■ Supplied text ■
--------------------

Google Photos tells me that 6 years ago, I was in Banavasi, a temple town in Karnataka. It was the first trip we had organized through the travel startup I was running then, Trippin Traveller. It was an all-women trip for International Women’s Day. I was incredibly nervous – I am pretty shy – and dealing with a group of strangers was driving up my anxiety.
On the way back, something happened that would change my life forever. I was in the front seat of the Toyota Qualis, scrolling through my phone. I opened Gmail and saw I had a friend request. It was from a person who had been commenting on my blog posts with openness and warmth. I opened up FB to accept the request, but it wasn’t there anymore. Baffled, I looked at Gmail. The email was clear. This person had sent me a request. But nothing on FB. I shrugged, attributed it to my lack of knowledge of social media, and sent a request myself to the person.
She accepted immediately. We chatted for the next 5 hours of the drive back to Bangalore. It would be the beginning of an incredibly messy connection – one that would devastate, plunge me into chaos, but also show me the beauty in the shards.

--------------------

■ Information ■
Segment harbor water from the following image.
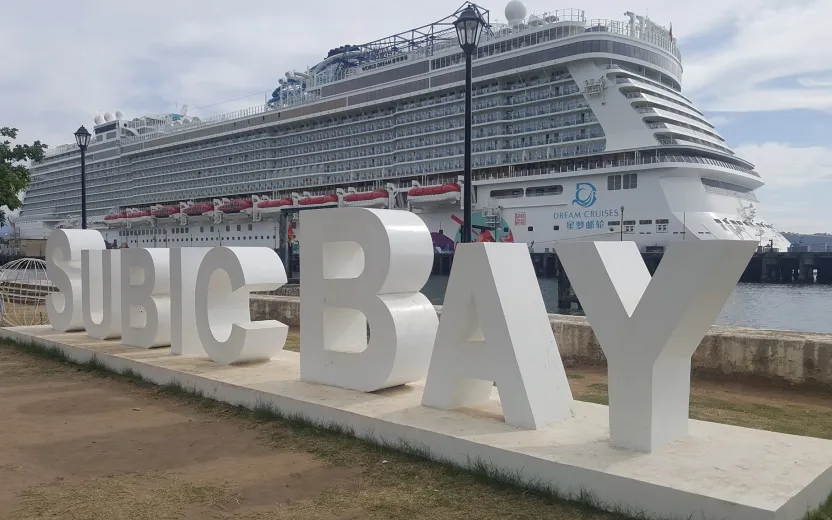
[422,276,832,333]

--------------------

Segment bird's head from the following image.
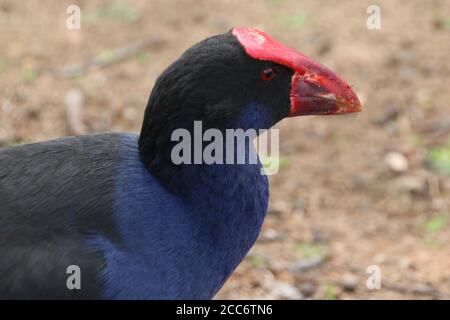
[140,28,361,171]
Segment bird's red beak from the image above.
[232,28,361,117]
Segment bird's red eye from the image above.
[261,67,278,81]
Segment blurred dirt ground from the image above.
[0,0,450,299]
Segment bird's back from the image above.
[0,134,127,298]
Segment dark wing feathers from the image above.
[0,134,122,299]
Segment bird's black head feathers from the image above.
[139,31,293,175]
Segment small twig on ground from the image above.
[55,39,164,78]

--------------------

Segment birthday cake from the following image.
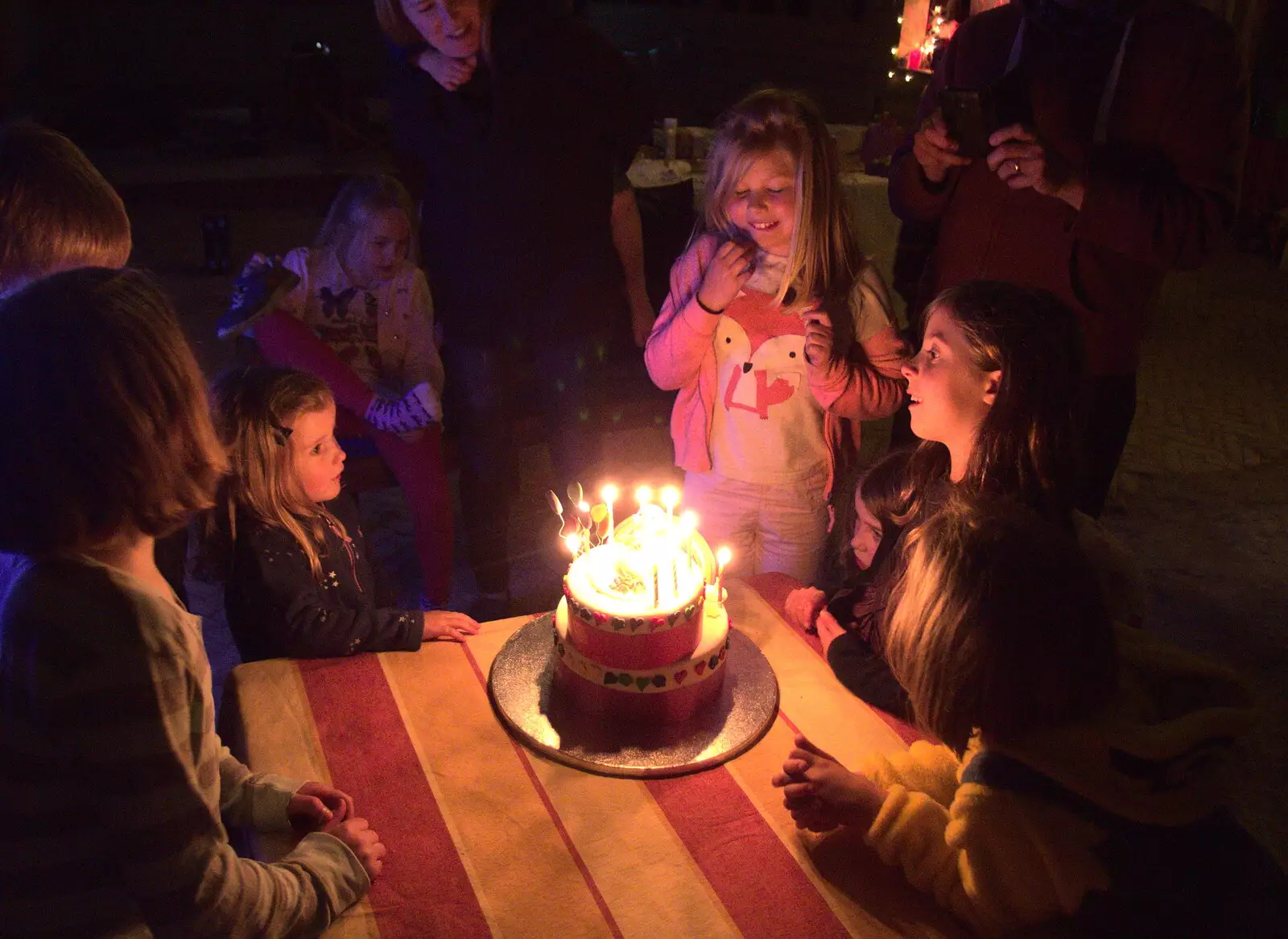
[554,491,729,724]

--------------------

■ Exercise goal ■
In the passage about the Banavasi trip, copy the part from "On the way back, something" up to and including "to the person.", swapping "Toyota Qualis" for "minivan". The records play no part in what comes next.

■ Task response ■
On the way back, something happened that would change my life forever. I was in the front seat of the minivan, scrolling through my phone. I opened Gmail and saw I had a friend request. It was from a person who had been commenting on my blog posts with openness and warmth. I opened up FB to accept the request, but it wasn’t there anymore. Baffled, I looked at Gmail. The email was clear. This person had sent me a request. But nothing on FB. I shrugged, attributed it to my lack of knowledge of social media, and sent a request myself to the person.